[Begin Passage given]

TAXATION OF FOREIGN STOCKHOLDERS

     The following is a discussion of certain anticipated U.S. federal income
and estate tax consequences of the ownership and disposition of AIMCO stock
applicable to Non-U.S. Holders of AIMCO stock. A "Non-U.S. Holder" is any person
other than (i) a citizen or resident of the United States, (ii) a corporation or
partnership created or organized in the United States or under the laws of the
United States or of any state thereof or the District of Columbia, (iii) an
estate whose income is includible in gross income for U.S. federal income tax
purposes regardless of its source or (iv) a trust if a United States court is
able to exercise primary supervision over the administration of such trust and
one or more United States fiduciaries have the authority to control all
substantial decisions of such trust. The discussion is based on current law and
is for general information only. The discussion addresses only certain and not
all aspects of U.S. federal income and estate taxation.

                                       43
<PAGE>   70

  Ordinary Dividends

     The portion of dividends received by Non-U.S. Holders payable out of
AIMCO's earnings and profits which are not attributable to capital gains of
AIMCO and which are not effectively connected with a U.S. trade or business of
the Non-U.S. Holder will be subject to U.S. withholding tax at the rate of 30%
(unless reduced by treaty). In general, Non-U.S. Holders will not be considered
engaged in a U.S. trade or business solely as a result of their ownership of
AIMCO stock. In cases where the dividend income from a Non-U.S. Holder's
investment in AIMCO stock is (or is treated as) effectively connected with the
Non-U.S. Holder's conduct of a U.S. trade or business, the Non-U.S. Holder
generally will be subject to U.S. tax at graduated rates, in the same manner as
U.S. Holders are taxed with respect to such dividends (and may also be subject
to the 30% branch profits tax in the case of a Non-U.S. Holder that is a
corporation).

  Non-Dividend Distributions

     Unless AIMCO stock constitutes a United States Real Property Interest (a
"USRPI") within the meaning of the Foreign Investment in Real Property Tax Act
of 1980 ("FIRPTA"), distributions by AIMCO which are not dividends out of the
earnings and profits of AIMCO will not be subject to U.S. income or withholding
tax. If it cannot be determined at the time a distribution is made whether or
not such distribution will be in excess of current and accumulated earnings and
profits, the distribution will be subject to withholding at the rate applicable
to dividends. However, the Non-U.S. Holder may seek a refund of such amounts
from the IRS if it is subsequently determined that such distribution was, in
fact, in excess of current and accumulated earnings and profits of AIMCO. If
AIMCO stock constitutes a USRPI, such distributions will be subject to 10%
withholding and may be taxed pursuant to FIRPTA at a rate of 35% to the extent
such distributions exceed a stockholder's basis in his or her AIMCO stock.

[End Passage given]
[Begin Provided information]

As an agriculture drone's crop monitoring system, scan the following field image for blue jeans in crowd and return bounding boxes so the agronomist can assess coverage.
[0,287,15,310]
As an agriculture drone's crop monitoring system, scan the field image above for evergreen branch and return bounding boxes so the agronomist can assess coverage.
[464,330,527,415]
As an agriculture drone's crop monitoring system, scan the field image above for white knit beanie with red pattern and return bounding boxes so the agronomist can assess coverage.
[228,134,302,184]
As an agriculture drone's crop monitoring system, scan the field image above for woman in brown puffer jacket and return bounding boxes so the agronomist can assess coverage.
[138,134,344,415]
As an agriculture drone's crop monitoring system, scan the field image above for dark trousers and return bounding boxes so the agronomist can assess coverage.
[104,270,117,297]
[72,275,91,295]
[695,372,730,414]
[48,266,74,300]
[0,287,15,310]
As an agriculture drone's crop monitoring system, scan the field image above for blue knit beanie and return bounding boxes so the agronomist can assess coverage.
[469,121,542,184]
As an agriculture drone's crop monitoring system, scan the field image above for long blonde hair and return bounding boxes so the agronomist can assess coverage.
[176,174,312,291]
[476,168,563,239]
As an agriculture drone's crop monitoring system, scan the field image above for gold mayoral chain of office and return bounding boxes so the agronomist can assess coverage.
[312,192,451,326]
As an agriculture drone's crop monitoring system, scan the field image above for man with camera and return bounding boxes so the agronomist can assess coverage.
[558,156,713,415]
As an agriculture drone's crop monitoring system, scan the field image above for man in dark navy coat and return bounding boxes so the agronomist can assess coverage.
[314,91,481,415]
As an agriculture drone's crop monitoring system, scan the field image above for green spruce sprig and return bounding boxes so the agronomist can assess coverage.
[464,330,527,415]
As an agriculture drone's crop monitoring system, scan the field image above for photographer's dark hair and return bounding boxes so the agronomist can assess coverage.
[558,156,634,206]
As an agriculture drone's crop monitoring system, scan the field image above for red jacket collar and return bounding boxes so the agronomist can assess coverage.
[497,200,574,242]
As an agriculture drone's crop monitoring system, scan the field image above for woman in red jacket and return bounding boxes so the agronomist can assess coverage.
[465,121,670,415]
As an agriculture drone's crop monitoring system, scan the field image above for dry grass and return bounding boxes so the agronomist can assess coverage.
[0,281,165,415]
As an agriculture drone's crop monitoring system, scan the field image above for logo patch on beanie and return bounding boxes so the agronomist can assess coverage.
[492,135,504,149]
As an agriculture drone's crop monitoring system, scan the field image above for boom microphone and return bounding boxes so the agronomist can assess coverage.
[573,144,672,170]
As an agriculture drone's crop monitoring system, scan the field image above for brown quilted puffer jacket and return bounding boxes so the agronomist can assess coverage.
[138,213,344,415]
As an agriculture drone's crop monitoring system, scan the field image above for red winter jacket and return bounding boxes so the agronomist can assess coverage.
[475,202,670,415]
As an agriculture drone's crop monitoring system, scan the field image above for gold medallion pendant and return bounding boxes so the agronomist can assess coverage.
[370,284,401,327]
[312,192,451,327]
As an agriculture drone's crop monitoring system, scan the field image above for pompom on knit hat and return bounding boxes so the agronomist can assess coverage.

[End Provided information]

-- Set exercise --
Continue the passage on taxation of foreign stockholders from its last sentence.

-- Response to the exercise --
  Capital Gain Dividends

     Under FIRPTA, a distribution made by AIMCO to a Non-U.S. Holder, to the
extent attributable to gains from dispositions of USRPIs such as the properties
beneficially owned by AIMCO ("USRPI Capital Gains"), will be considered
effectively connected with a U.S. trade or business of the Non-U.S. Holder and
subject to U.S. income tax at the rates applicable to U.S. individuals or
corporations, without regard to whether such distribution is designated as a
capital gain dividend. In addition, AIMCO will be required to withhold tax equal
to 35% of the amount of dividends to the extent such dividends constitute USRPI
Capital Gains. Distributions subject to FIRPTA may also be subject to a 30%
branch profits tax in the hands of a Non-U.S. Holder that is a corporation.

  Dispositions of AIMCO Stock

     Unless AIMCO stock constitutes a USRPI, a sale of such stock by a Non-U.S.
Holder generally will not be subject to U.S. taxation under FIRPTA. The stock
will not constitute a USRPI if AIMCO is a "domestically controlled REIT." A
domestically controlled REIT is a REIT in which, at all times during a specified
testing period, less than 50% in value of its shares is held directly or
indirectly by Non-U.S. Holders. AIMCO believes that it is, and it expects to
continue to be, a domestically controlled REIT and, therefore, the sale of AIMCO
stock should not be subject to taxation under FIRPTA. Because AIMCO's Class A
Common Stock, Class C Preferred Stock, Class D Preferred Stock, Class G
Preferred Stock and Class H Preferred Stock are publicly traded, however, no
assurance can be given that AIMCO will continue to be a domestically controlled
REIT.

     If AIMCO does not constitute a domestically controlled REIT, a Non-U.S.
Holder's sale of stock generally will still not be subject to tax under FIRPTA
as a sale of a USRPI provided that (i) the stock is "regularly traded" (as
defined by applicable Treasury Regulations) on an established securities market
(e.g., the NYSE, on which AIMCO stock is listed) and (ii) the selling Non-U.S.
Holder held 5% or less of AIMCO's outstanding stock at all times during a
specified testing period.

                                       44
<PAGE>   71

     If gain on the sale of stock of AIMCO were subject to taxation under
FIRPTA, the Non-U.S. Holder would be subject to the same treatment as a U.S.
stockholder with respect to such gain (subject to applicable alternative minimum
tax and a special alternative minimum tax in the case of nonresident alien
individuals) and the purchaser of the stock could be required to withhold 10% of
the purchase price and remit such amount to the IRS.

     Gain from the sale of AIMCO stock that would not otherwise be subject to
FIRPTA will nonetheless be taxable in the United States to a Non-U.S. Holder in
two cases: (i) if the Non-U.S. Holder's investment in the AIMCO stock is
effectively connected with a U.S. trade or business conducted by such Non-U.S.
Holder, the Non-U.S. Holder will be subject to the same treatment as a U.S.
stockholder with respect to such gain, or (ii) if the Non-U.S. Holder is a
nonresident alien individual who was present in the United States for 183 days
or more during the taxable year and has a "tax home" in the United States, the
nonresident alien individual will be subject to a 30% tax on the individual's
capital gain.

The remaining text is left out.